--- EXTRACTED RECORDS ---

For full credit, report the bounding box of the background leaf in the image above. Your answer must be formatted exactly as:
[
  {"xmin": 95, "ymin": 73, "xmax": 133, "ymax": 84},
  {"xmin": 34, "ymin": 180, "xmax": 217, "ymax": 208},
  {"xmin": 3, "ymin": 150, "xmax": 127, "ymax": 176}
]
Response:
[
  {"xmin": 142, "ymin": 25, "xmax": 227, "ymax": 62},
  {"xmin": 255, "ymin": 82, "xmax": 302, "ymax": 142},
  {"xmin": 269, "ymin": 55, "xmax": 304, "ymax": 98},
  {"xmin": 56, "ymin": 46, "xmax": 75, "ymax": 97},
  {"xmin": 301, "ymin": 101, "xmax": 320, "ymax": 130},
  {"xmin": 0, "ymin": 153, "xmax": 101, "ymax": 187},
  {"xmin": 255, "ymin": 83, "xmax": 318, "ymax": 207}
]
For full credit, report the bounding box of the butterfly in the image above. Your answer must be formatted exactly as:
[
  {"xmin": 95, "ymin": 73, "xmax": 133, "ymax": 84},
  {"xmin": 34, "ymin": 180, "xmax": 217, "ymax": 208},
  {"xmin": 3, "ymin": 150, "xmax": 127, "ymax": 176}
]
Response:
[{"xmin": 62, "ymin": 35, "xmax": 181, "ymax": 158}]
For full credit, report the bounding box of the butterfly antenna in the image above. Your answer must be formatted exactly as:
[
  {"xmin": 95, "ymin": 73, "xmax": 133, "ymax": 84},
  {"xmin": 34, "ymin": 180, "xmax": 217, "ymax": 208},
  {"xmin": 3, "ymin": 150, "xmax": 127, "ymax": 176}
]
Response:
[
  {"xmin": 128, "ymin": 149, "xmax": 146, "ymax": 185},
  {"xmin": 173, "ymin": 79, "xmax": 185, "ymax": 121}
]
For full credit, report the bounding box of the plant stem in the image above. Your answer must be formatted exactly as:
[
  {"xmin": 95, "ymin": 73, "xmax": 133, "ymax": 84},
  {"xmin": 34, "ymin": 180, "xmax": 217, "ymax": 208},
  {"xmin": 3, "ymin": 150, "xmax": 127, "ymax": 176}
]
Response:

---

## GOAL OF THE EXERCISE
Copy the entries above exactly, leaving none out.

## TASK ANSWER
For full credit, report the bounding box of the background leaf in the image above. Your answer must be formatted exactly as:
[
  {"xmin": 95, "ymin": 73, "xmax": 133, "ymax": 84},
  {"xmin": 34, "ymin": 180, "xmax": 217, "ymax": 208},
  {"xmin": 3, "ymin": 150, "xmax": 127, "ymax": 176}
]
Response:
[
  {"xmin": 142, "ymin": 25, "xmax": 227, "ymax": 62},
  {"xmin": 255, "ymin": 82, "xmax": 302, "ymax": 142},
  {"xmin": 269, "ymin": 55, "xmax": 304, "ymax": 98},
  {"xmin": 56, "ymin": 46, "xmax": 75, "ymax": 97},
  {"xmin": 301, "ymin": 101, "xmax": 320, "ymax": 130},
  {"xmin": 0, "ymin": 153, "xmax": 101, "ymax": 187},
  {"xmin": 255, "ymin": 83, "xmax": 318, "ymax": 207}
]
For full credit, report the bounding box of the butterfly in the image above. Your answer must be formatted exactly as:
[
  {"xmin": 95, "ymin": 73, "xmax": 133, "ymax": 84},
  {"xmin": 34, "ymin": 180, "xmax": 217, "ymax": 208},
  {"xmin": 3, "ymin": 150, "xmax": 127, "ymax": 176}
]
Response:
[{"xmin": 62, "ymin": 35, "xmax": 181, "ymax": 158}]
For full credit, report the bounding box of the butterfly antenna in the image above. Your answer must be formatted exactly as:
[
  {"xmin": 95, "ymin": 73, "xmax": 133, "ymax": 84},
  {"xmin": 34, "ymin": 180, "xmax": 217, "ymax": 208},
  {"xmin": 3, "ymin": 150, "xmax": 127, "ymax": 176}
]
Response:
[
  {"xmin": 128, "ymin": 149, "xmax": 146, "ymax": 185},
  {"xmin": 173, "ymin": 79, "xmax": 185, "ymax": 121}
]
For full credit, report the bounding box of the plant stem in the image above. Your answer must be formatted exactly as:
[
  {"xmin": 95, "ymin": 73, "xmax": 133, "ymax": 84},
  {"xmin": 34, "ymin": 180, "xmax": 217, "ymax": 208},
  {"xmin": 3, "ymin": 150, "xmax": 127, "ymax": 176}
]
Response:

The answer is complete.